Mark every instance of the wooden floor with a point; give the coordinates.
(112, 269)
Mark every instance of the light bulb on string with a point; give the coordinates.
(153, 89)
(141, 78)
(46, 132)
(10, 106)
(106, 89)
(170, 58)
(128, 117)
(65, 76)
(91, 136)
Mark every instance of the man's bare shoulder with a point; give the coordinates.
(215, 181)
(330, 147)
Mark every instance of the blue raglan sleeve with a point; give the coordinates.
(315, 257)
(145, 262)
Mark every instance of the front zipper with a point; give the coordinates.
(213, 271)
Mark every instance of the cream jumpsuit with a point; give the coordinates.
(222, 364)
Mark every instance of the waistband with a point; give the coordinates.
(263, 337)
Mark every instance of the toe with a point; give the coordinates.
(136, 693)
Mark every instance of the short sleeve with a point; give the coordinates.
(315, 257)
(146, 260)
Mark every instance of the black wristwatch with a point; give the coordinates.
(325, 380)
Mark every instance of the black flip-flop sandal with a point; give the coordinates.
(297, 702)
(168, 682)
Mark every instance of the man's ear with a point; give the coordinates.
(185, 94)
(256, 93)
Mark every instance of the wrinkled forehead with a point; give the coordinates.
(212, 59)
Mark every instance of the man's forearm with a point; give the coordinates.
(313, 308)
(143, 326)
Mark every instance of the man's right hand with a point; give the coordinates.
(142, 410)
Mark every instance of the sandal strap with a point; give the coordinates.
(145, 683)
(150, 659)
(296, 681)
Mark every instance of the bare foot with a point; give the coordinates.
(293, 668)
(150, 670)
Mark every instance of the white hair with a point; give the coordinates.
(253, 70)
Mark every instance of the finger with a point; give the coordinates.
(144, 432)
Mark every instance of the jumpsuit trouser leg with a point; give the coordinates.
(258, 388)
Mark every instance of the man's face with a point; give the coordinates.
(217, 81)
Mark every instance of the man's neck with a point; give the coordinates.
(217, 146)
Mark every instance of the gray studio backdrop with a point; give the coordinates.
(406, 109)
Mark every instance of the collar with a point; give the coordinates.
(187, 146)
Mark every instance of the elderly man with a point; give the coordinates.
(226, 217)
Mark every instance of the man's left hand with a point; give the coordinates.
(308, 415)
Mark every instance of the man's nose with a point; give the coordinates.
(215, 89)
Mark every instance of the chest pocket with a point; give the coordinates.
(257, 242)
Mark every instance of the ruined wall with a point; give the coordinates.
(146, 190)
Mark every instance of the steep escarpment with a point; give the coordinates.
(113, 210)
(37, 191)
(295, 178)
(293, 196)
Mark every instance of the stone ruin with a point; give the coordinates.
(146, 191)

*-*-*

**WHAT THE EXERCISE ASKS**
Beginning with the line that contains "Mark every instance of the sandal", quote each line exactly through the last line of the entries above, and nothing beyond them.

**EXERCISE ANSWER**
Mark every instance of the sandal strap with a point; give the coordinates.
(145, 683)
(150, 659)
(296, 681)
Mark every instance of the bare foot with a point; give the coordinates.
(293, 668)
(150, 670)
Mark every instance of the white hair with a point; give the coordinates.
(253, 70)
Mark every instance of the finger with a point; give the coordinates.
(144, 432)
Mark every instance of the jumpsuit trouser leg with a point; give the coordinates.
(258, 388)
Mark every instance of the man's face with a point; give the coordinates.
(217, 81)
Mark every instance of the man's neck with a point; give the coordinates.
(217, 146)
Mark every instance of the gray studio backdrop with a point; give the coordinates.
(406, 109)
Mark every instance of the collar with a point; give the coordinates.
(187, 146)
Mark every instance of the elderly man with a point; give the coordinates.
(226, 217)
Mark every instance of the man's left hand with a point; give the coordinates.
(308, 415)
Mark every instance of the man's nose with a point; give the coordinates.
(215, 89)
Mark every instance of the chest pocket with a point; give the coordinates.
(257, 242)
Mark every instance of the ruined wall with a point; give the coordinates.
(146, 190)
Mark every instance of the steep escarpment with a point; give the coordinates.
(113, 210)
(37, 191)
(295, 178)
(293, 196)
Mark every instance of the stone ruin with a point; give the coordinates.
(146, 191)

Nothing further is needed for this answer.